__Document excerpt__.

..........

Arthur Paunzen (4 February 1890 - 9 August 1940) was a Jewish Austrian etcher, engraver and illustrator.

==Biography==
He was born on 4 February in Vienna, to Leopold Paunzen and his wife Hermine, née Kuhn, who were Jewish. He studied with Ludwig Koch in Vienna and in France, at the Académie Julian, under Jean-Pierre Laurens. Later, he traveled throughout Italy, studying art and architecture. In 1918, shortly after he began exhibiting, he married Cornelia Westreich (1894–1971), who was also Jewish, in Vienna.

An interest in music led him to create a number of works that convey music as symbolic images. For instance, depicting Beethoven's Eroica Symphony as nude horse-backed lancers, surrounded by clouds and flanked by a trumpeter who might be Death. He also created a series based on Gustav Mahler's song cycle, "Das Lied von der Erde".

His interests extended to literature, including a series of etchings depicting Raskolnikov, from Dostoevsky's Crime and Punishment.

In 1938, when Hitler annexed Austria, he and his wife moved to Great Britain.

..........

__Task statement__.
Resume the biography of Arthur Paunzen from the point where it stops.

..........

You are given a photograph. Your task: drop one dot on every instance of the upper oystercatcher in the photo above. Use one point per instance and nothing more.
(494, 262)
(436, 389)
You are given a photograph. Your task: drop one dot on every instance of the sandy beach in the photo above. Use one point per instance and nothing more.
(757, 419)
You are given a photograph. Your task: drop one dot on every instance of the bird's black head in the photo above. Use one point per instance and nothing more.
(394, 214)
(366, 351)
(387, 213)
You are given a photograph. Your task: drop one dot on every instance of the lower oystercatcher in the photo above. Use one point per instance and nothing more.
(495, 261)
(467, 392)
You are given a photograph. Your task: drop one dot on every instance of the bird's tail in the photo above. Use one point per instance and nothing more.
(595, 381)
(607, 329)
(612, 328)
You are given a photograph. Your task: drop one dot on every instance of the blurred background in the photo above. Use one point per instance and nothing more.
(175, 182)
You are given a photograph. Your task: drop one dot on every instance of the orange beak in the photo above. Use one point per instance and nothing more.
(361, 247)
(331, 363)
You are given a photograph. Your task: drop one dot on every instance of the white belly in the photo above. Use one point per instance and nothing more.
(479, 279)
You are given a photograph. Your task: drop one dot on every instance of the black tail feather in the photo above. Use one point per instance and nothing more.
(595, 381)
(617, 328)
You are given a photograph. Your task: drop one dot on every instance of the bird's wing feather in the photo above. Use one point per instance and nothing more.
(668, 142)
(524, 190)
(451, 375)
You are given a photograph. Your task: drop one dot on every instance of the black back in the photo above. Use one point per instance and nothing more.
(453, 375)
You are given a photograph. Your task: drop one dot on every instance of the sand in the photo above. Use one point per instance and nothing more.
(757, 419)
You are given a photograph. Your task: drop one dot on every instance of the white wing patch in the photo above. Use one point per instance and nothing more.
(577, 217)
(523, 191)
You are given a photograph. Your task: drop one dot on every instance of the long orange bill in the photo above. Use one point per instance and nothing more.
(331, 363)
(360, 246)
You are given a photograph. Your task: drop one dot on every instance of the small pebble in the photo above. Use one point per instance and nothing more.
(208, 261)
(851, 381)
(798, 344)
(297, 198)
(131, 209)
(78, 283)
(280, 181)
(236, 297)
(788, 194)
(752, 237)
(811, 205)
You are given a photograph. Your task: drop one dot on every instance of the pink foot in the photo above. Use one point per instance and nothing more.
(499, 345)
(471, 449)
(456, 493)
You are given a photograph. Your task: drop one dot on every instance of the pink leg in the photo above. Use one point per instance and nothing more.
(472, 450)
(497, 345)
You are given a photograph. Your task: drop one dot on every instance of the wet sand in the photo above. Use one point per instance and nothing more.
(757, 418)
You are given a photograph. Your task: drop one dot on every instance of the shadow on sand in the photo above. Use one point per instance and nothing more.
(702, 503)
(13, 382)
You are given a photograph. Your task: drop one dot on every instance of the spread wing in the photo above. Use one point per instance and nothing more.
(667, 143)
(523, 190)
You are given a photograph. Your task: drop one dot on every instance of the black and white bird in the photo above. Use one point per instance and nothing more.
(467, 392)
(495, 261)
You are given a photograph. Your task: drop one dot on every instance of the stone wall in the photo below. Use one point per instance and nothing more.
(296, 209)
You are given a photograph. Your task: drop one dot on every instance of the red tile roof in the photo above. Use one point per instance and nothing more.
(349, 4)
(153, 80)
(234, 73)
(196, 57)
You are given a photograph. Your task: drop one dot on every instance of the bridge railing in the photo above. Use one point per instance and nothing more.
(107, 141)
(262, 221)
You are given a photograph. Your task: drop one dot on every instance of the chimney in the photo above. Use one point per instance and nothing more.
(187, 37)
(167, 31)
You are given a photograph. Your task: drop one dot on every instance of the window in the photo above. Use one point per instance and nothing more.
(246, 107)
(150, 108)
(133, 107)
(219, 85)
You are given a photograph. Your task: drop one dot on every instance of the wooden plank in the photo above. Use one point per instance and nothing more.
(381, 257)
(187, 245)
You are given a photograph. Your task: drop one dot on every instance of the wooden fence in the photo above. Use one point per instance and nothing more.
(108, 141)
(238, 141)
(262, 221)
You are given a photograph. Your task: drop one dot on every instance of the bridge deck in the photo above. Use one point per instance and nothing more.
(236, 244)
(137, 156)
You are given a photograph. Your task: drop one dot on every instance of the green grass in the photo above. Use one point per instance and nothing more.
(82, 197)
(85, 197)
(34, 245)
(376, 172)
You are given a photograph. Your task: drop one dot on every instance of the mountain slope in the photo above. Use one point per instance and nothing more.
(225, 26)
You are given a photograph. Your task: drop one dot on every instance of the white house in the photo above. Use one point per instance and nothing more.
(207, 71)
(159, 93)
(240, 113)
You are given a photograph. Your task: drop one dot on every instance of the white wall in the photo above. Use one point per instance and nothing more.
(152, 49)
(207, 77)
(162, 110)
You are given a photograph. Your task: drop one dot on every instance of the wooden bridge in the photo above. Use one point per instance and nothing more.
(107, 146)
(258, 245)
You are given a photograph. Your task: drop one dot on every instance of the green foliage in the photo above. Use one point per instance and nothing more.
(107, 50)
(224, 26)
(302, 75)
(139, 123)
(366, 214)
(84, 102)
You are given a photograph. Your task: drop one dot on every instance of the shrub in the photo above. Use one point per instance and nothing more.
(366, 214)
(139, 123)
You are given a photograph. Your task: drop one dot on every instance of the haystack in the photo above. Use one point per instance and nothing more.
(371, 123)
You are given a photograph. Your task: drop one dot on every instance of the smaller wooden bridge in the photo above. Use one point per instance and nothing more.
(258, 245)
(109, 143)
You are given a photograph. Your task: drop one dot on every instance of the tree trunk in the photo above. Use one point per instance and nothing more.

..........

__Response to the task__.
==Later life and death==
In May 1940, the British authorities interned all German and Austrian citizens in the country. He was among them and died on 9 August 1940, in the Central Internment Camp, Douglas, Isle of Man.

His friend and fellow-internee, the composer Hans Gál, kept a detailed diary. In it, he describes Paunzen's cause of death as severe bronchial pneumonia, made worse by neglect on the part of the camp's medical workers. He is buried in the Jewish section of the Douglas Borough Cemetery.

Many of his pieces were collected by the British Museum, the Stockholm Engraving Collection at the Nationalmuseum, and the Albertina Museum in Vienna.